* INFORMATION PROVIDED:
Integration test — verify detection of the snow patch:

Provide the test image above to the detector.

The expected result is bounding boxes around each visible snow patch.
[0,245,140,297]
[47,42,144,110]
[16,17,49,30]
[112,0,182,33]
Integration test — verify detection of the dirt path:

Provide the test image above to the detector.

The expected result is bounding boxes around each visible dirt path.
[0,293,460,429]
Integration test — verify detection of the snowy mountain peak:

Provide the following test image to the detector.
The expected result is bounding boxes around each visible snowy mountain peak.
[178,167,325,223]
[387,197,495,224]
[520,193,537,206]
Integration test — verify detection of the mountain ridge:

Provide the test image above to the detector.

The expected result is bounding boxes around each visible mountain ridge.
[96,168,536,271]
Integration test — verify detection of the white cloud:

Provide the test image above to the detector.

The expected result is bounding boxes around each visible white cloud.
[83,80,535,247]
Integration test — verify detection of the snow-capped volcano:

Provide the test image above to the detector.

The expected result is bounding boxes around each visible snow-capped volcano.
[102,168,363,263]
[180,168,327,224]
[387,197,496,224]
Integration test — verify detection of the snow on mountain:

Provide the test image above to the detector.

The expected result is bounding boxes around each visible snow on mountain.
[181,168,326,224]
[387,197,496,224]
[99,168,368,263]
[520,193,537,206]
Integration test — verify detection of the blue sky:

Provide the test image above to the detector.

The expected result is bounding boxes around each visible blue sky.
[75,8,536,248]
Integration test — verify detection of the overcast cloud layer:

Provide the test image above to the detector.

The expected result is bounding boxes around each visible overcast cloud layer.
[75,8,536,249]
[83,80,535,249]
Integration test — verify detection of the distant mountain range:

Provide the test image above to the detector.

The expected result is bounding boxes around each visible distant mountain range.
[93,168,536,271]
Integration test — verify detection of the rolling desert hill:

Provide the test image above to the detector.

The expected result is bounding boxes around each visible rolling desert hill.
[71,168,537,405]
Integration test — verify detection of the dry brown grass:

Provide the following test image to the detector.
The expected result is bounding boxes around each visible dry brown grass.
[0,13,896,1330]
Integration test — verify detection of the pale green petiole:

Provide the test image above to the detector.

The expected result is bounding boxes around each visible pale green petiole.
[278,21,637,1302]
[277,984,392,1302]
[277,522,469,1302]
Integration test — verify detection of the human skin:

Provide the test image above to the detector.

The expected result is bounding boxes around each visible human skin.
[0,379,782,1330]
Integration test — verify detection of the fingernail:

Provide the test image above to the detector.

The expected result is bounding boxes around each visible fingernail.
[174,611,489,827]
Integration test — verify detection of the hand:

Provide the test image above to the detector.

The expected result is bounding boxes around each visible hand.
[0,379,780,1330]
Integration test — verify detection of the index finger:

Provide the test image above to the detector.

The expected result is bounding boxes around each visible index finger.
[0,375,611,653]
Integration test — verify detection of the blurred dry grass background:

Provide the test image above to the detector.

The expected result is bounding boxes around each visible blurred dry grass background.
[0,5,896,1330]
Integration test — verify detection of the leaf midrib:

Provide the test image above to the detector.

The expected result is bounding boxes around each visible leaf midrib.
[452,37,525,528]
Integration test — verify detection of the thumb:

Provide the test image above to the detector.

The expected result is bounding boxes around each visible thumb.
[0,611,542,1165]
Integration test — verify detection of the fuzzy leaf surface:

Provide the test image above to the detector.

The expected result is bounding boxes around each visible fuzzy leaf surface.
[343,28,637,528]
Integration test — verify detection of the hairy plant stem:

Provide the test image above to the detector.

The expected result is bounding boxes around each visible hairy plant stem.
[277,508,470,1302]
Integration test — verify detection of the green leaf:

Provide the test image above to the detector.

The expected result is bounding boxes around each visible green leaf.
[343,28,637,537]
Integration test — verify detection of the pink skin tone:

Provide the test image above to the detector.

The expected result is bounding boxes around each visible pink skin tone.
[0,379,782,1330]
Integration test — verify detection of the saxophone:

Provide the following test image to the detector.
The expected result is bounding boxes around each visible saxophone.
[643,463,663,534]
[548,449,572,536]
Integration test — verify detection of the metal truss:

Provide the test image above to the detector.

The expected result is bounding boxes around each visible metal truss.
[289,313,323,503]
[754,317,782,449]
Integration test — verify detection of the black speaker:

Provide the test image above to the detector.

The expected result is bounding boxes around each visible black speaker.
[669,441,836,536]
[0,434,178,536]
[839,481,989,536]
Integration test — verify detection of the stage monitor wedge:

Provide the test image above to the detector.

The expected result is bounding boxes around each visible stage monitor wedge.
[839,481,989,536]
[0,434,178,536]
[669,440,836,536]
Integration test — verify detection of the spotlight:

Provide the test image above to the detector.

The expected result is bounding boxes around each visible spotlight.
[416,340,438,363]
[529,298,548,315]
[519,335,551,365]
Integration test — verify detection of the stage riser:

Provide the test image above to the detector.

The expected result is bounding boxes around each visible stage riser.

* OBJECTIVE: Return the line that contains "Integration test — verify detection of the black" and all lines after it, verbatim, and nothing else.

* TASK SOLUTION:
Integration test — verify detection of the black speaker:

Provide the test image above to the detector.

The expected result is bounding boxes around each visible black speaker.
[669,441,836,536]
[0,434,178,536]
[839,481,989,536]
Integration test — verify detection of the stage monitor wedge:

Provide the test image above to the detector.

The expected result is bounding boxes around each visible stage monitor wedge.
[839,481,989,536]
[0,434,178,536]
[669,440,836,536]
Integration test — verify detection of the spotlight:

Provide the test image above to the detector.

The expected result is bounding boxes around each visible spotlight.
[416,340,438,363]
[529,298,548,315]
[519,335,551,365]
Integration test — verify detection of the stage riser:

Provide the test image above to the detector.

The expected result is bounding boxes around each visible stage riser.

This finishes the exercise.